So as I’m asking my family and friends about their “most important family members”, I keep that history of my childhood alive in the back of my head. One of the first things to strike me in Rosemond’s article was this line, “I went on to point out that many if not most of the problems they’re having with their kids — typical stuff, these days — are the result of treating their children as if they, their marriage, and their family exist because of the kids when it is, in fact, the other way around.”

Whats funny about that to me is the overwhelming support my small poll of friends and family show against that idea. My frend Jocelyn said her daughter came before her soon-to-be wife. My aunt, Andi, said the same for her newborn daughter, before listing her boyfriend, mother and sisters. An old room mate said it was her siblings and then her “dumbass dog” (my words, not hers.) as a runner up. To suggest that “There is no reasonable thing that gives your children that [important] status.” Seems to me his logic is flawed in it’s reason and I’ll note to the Masters Degree holder that my sample size is roughly four times as large.

I will give him this, his statements on parents providing for their children and allowing them warm homes, meals and schooling are definitely something that rings true. However, what do you tell the orphan, the child of a single parent, the children raised by their extended families or friends because their “most important” family members were unavailable to be there for them? Do they not deserve the same meals, clothing and schooling options? Do they not deserve the housing so generously offered to them? “And that, right there, is why we respected our parents, and that, right there is why we looked up to adults in general.” He says, trying desprately to cling to his own moral standards, showing us that he feels as if children could never respect or look up to adults without their parents being the “most important” family members. Let this line here sink in a moment, “Yes, Virginia, once upon a time in the United States of America, children were second-class citizens, to their advantage.” Their advantage. Rosemond, what advantage do second-class citizens have, regardless of their age? In what United States of America would you prefer there to be a class of citizen below you? Our country was founded not on, “We hold these truths to be self-evident, that a few men are created equal,” but rather “all men are created equal”. If your parenting style relies on the fact that you treat others as beneath you, then you should be left questioning the moral ambiguity that you are instilling into your children.

### Exercise instructions
[A] In the essay responding to Rosemond's parenting article, whom did the writer's aunt Andi name before her boyfriend, mother and sisters?
[B] Carry on the essay responding to Rosemond's parenting article, picking up after its final sentence.

### Given records
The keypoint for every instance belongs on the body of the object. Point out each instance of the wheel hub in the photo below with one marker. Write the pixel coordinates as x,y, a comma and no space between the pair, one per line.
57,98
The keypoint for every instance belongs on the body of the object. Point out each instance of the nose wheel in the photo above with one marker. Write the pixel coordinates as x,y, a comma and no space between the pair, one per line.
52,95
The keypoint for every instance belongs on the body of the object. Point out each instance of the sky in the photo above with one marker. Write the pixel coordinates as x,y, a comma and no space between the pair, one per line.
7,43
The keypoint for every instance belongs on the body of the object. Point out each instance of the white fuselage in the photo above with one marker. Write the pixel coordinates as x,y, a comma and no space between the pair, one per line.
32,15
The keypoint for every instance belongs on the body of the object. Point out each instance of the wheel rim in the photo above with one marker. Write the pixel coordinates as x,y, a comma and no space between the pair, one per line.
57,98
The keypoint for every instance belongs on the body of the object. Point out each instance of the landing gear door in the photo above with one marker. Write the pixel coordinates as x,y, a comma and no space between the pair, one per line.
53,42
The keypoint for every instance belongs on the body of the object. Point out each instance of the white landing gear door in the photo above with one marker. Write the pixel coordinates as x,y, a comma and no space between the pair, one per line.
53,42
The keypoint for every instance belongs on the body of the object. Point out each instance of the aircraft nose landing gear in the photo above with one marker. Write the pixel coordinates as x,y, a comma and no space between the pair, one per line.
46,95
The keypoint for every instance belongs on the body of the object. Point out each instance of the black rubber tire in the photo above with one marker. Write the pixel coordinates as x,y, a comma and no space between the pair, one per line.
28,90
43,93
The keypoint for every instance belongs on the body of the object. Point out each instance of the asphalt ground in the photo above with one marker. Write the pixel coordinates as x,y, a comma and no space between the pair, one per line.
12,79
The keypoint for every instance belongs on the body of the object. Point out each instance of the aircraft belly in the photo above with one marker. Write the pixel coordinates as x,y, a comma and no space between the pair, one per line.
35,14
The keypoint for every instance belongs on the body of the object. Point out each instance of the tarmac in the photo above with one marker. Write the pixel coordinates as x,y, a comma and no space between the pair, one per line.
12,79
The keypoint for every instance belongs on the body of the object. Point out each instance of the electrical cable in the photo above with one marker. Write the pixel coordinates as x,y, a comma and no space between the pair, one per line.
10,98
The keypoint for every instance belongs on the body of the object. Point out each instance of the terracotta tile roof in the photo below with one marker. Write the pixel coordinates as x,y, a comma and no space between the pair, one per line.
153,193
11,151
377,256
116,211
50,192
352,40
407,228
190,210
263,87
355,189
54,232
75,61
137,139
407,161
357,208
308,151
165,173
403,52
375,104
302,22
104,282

### Answers to the tasks
[A] Her newborn daughter.

[B]
My grandmother remarked that she felt her children and grand children were the most important because “without them, where would I be?”. If the millenial generation is the issue here, then how could it be that someone from the Baby Boomers would have the same parenting thought process? As far as, “Mom and Dad talked more — a lot more — with one another than they talked with you,” is concerned, my grandfather has thought of few other things then that train of thought, and he regrets so much of it that it keeps him up some nights. If you want to teach your children to be independent and self sufficient, thats one thing. To actively ignore and disrespect them is an entirely different affair.

“The most important thing about children is the need to prepare them properly for responsible citizenship,” is probably the thing I agree with the most in his rambling speech describing the horrors of entitlement while having his same nose upturned. To prepare children for responsible citizenship, we should be prepared to field hard questions, calculate risks, and enjoy our time together as human beings. Rosemond, for all that it might be worth, I am deeply sorry that your parents apparently treated you no better then livestock. I know the lessons my family has taught me, I know that my parents will answer the phone if I call, I know that my grandparents could always use an extra hand whether its on the farm or in a game of spades.

I know that the moms and dads I’ve met are trying their best with what they have, usually their kids don’t even know how hard or good they have it. To even think of raising a child as an object to be seen but never heard should be the first indication that you are not ready to be a parent, and perhaps, not ready to be an adult.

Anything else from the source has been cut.